Content starts

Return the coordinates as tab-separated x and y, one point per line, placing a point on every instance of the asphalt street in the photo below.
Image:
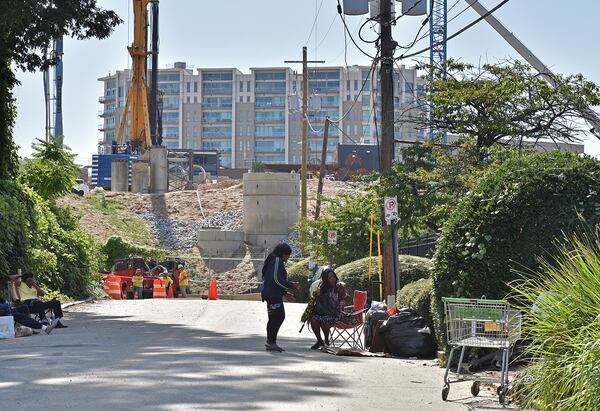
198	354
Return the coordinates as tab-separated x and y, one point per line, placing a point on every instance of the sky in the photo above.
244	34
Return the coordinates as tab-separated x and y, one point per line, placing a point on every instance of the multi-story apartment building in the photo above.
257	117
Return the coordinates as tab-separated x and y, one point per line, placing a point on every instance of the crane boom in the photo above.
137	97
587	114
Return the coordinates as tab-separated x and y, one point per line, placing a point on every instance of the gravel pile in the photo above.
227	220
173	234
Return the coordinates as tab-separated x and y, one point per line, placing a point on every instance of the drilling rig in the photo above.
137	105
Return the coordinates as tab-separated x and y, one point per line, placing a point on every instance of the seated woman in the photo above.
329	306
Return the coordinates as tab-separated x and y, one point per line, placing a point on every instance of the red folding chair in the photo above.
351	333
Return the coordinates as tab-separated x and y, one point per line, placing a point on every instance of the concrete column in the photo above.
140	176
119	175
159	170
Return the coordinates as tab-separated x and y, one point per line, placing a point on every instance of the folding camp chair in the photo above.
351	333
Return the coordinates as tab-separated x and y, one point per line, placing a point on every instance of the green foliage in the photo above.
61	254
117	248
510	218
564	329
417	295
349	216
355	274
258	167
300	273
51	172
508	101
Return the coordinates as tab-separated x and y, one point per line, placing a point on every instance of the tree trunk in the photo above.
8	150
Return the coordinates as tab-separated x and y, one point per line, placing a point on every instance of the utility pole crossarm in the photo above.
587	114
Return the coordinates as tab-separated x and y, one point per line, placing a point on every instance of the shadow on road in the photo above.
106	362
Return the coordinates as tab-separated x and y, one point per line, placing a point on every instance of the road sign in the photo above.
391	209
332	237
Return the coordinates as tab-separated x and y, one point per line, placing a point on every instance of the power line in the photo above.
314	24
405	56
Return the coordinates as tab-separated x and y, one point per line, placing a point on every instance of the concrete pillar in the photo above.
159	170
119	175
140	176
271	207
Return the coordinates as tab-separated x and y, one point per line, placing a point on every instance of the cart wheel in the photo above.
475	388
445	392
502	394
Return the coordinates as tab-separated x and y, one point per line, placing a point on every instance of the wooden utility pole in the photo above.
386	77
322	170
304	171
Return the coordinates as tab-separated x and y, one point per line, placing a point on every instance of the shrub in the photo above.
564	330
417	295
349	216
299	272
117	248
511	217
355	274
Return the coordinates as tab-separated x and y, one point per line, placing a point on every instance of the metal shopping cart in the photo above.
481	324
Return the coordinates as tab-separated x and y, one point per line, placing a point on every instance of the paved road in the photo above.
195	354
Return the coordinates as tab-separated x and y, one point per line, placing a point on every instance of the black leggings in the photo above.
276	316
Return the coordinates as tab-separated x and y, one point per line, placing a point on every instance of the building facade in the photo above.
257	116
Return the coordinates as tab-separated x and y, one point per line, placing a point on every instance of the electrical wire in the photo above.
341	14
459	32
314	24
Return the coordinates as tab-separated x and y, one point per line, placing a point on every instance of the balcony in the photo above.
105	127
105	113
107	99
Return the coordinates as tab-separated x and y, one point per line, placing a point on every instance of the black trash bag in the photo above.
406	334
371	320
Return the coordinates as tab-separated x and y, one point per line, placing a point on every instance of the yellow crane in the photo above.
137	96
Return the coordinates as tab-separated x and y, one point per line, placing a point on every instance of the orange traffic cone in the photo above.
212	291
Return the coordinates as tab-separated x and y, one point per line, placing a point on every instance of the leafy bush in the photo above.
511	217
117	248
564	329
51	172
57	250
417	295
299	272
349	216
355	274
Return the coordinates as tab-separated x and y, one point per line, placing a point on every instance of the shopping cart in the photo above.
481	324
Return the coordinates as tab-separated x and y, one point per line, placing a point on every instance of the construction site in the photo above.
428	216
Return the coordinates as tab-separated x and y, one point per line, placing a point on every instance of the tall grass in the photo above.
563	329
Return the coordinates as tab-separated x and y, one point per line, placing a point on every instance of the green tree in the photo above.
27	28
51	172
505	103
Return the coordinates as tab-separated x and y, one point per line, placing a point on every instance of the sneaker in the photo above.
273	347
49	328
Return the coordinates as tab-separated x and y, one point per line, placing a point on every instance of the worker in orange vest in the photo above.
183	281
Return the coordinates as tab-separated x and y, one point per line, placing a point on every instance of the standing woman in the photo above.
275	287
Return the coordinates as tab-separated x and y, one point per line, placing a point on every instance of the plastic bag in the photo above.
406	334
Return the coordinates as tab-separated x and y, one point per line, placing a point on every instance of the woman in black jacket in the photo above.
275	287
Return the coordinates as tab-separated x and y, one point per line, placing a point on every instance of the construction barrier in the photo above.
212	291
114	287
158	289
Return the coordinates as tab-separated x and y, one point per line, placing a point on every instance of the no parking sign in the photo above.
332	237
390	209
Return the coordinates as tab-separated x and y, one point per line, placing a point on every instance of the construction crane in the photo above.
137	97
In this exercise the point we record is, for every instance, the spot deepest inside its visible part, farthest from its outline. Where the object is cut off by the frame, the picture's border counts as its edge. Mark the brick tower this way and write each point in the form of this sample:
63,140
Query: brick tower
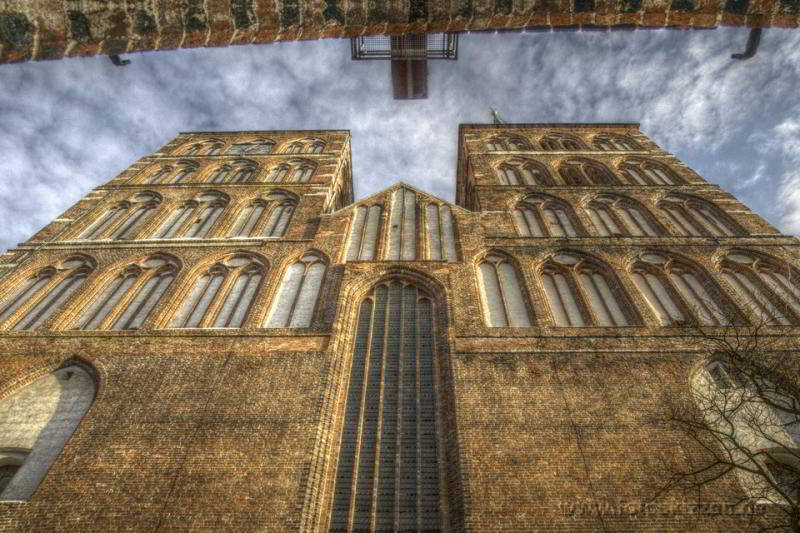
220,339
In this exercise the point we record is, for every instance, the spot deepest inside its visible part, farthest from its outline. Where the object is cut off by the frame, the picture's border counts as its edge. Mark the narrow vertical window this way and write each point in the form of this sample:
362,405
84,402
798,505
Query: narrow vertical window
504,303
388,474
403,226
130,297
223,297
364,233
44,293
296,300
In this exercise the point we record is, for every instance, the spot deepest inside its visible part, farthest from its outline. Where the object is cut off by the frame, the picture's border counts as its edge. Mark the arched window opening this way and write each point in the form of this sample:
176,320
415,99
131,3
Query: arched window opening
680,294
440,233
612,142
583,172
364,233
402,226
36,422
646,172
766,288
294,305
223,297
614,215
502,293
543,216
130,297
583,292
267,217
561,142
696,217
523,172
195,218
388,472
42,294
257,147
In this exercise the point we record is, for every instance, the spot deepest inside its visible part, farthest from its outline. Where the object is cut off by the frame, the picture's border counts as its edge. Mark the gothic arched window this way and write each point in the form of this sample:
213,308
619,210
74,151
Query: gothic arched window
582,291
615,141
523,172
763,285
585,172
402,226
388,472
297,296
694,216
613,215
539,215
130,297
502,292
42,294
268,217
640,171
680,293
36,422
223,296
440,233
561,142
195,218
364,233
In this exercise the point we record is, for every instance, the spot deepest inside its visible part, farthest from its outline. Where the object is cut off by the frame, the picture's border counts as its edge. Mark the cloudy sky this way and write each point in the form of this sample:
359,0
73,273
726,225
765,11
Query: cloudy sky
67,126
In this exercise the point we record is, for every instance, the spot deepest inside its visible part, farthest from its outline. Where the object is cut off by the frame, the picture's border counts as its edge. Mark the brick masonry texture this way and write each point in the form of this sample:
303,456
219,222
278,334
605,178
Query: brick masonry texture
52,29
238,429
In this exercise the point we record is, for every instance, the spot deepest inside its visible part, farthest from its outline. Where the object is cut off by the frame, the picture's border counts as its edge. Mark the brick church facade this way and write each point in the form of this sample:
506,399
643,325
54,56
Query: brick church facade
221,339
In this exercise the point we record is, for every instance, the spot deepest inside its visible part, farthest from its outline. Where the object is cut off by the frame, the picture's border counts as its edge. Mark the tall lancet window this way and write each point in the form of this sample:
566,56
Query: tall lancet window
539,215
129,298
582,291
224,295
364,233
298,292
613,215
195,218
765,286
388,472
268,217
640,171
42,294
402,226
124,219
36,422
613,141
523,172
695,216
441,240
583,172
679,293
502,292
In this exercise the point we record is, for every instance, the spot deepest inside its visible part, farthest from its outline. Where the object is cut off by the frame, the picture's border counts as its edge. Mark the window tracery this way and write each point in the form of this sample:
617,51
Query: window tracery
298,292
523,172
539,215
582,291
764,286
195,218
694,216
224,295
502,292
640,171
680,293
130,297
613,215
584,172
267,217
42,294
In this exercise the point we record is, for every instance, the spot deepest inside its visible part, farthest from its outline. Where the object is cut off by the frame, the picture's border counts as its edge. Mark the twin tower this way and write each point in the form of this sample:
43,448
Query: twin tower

Content ends

▶ [Problem description]: Copy every line above that holds the word "twin".

▶ [Written answer]:
In this exercise the point we record is, for every instance, the spot deepest inside its visible part, farthest from its outline. Where the object is cut off by the frame, the picture's border counts as its edge. Mark the twin tower this way and write each point in the form of this sample:
Query: twin tower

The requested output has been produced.